### TEXT SHOWN:
----
Over the last 50 years we have had evolution of the statistical methods used to calculate genetic predictions, EPDs, for livestock. What drove the evolution of these methods? Knowledge of statistical models? New methods? Data? Enabling computer technology? Golden states that he believes the drive for better models has been a desire to increase the accuracy of prediction.
Golden and Garrick had written grants to write genetic prediction software in the past. This avenue appears to have dried up, so they decided to start a company, Theta Solutions, in order to fund the development of genetic prediction. The latest genetic prediction runs contained 46,000 animals with genomic data.
Theta Solutions uses graphical processing units, originally built for video gaming, to have a high performance computer at a relatively low cost. The BOLT software focuses on custom turnkey analyses, once the system is set up all one needs to do is feed it data.
Using non-GPU computing, Golden can solve 51 million equations in 1649 seconds. The fastest GPU implementation took 78 seconds.
Why do we use a Bayesian sampler for solving mixed models?
- No accuracy approximation bias
- Can get PE covariance
- Can apply marker selection methods
- Can include prior information
With traditional methods, it took 23 seconds per sample, with new implementation can do a sample in 2 seconds. (Gibbs sampling is kind of like turning a statistical crank over and over to solve very complex equations, each sample is one turn of the crank.) They also parallelized the sampling, further speeding up the process. This parallelized processing is like working cattle with 100s of chutes rather than a single cute.
There are three ways to combine genomics with traditional EPDs,
- blending Genomic BLUP (combine pedigree prediction with genomic prediction, two separate analyses)
- single-step Genomic BLUP (combine pedigree relationships and genomic relationships, one analysis)
- hybrid model (single step with marker effects)
Single-step genomic models outperform traditional EPDs. But, the hybrid model outperforms both models, especially for unproven animals. The purpose of the hybrid model is to squeeze more information out of the data.
Currently looking at a data set with 6 million pedigree records, 4.8 million birth weight records, and 1.9 million post weaning gain records, 46,402 genotyped animals and used 44,414 SNP markers.
----
### DATASET EXCERPTS:
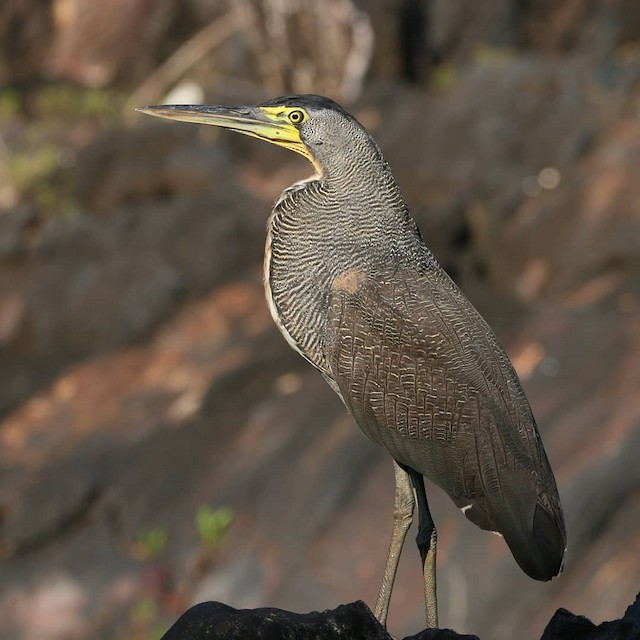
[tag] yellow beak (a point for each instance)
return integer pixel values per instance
(261, 123)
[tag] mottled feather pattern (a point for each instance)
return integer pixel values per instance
(354, 289)
(425, 377)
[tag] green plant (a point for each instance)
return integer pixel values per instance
(212, 525)
(151, 543)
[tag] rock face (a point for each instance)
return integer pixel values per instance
(143, 384)
(216, 621)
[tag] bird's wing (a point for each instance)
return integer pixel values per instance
(425, 377)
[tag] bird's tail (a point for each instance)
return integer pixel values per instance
(533, 530)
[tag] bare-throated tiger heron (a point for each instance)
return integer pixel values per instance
(353, 288)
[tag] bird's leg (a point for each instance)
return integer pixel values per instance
(426, 541)
(402, 518)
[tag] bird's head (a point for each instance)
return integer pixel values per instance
(316, 127)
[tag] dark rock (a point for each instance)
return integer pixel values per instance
(354, 621)
(565, 624)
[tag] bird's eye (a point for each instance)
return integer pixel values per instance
(296, 116)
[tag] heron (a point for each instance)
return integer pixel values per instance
(353, 288)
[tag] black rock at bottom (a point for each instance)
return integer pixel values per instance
(354, 621)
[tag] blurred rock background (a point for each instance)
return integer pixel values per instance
(160, 444)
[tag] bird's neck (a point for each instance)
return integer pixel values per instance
(323, 227)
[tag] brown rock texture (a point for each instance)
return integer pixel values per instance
(143, 386)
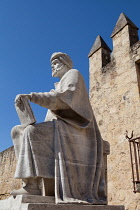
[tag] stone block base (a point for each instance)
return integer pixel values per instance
(23, 202)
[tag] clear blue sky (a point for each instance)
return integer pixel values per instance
(31, 30)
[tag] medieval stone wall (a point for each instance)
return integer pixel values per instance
(7, 169)
(114, 95)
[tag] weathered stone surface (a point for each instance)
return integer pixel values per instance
(7, 170)
(44, 203)
(67, 147)
(121, 23)
(99, 43)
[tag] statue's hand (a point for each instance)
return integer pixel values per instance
(18, 98)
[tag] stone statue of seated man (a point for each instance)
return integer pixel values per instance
(67, 147)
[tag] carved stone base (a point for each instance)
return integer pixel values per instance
(24, 202)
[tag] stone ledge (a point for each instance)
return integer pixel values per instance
(47, 203)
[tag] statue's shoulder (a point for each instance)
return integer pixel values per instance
(73, 72)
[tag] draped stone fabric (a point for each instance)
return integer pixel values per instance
(67, 146)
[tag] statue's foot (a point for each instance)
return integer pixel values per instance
(26, 191)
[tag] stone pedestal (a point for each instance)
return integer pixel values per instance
(23, 202)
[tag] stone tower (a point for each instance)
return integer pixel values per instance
(115, 98)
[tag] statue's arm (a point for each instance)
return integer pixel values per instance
(48, 100)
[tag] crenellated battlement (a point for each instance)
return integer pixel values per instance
(115, 98)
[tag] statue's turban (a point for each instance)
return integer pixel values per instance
(63, 57)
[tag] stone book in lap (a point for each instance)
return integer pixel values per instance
(25, 112)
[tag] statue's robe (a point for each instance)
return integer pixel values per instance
(67, 146)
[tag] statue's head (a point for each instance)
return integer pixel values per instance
(60, 63)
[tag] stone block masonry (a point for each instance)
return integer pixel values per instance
(114, 95)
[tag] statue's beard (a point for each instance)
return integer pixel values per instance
(55, 71)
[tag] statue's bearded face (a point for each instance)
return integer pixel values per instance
(57, 68)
----
### DIRECTIONS:
In the text on livestock genetic prediction, how long did the fastest GPU implementation take to solve 51 million equations?

### PROBLEM SOLUTION:
78 seconds.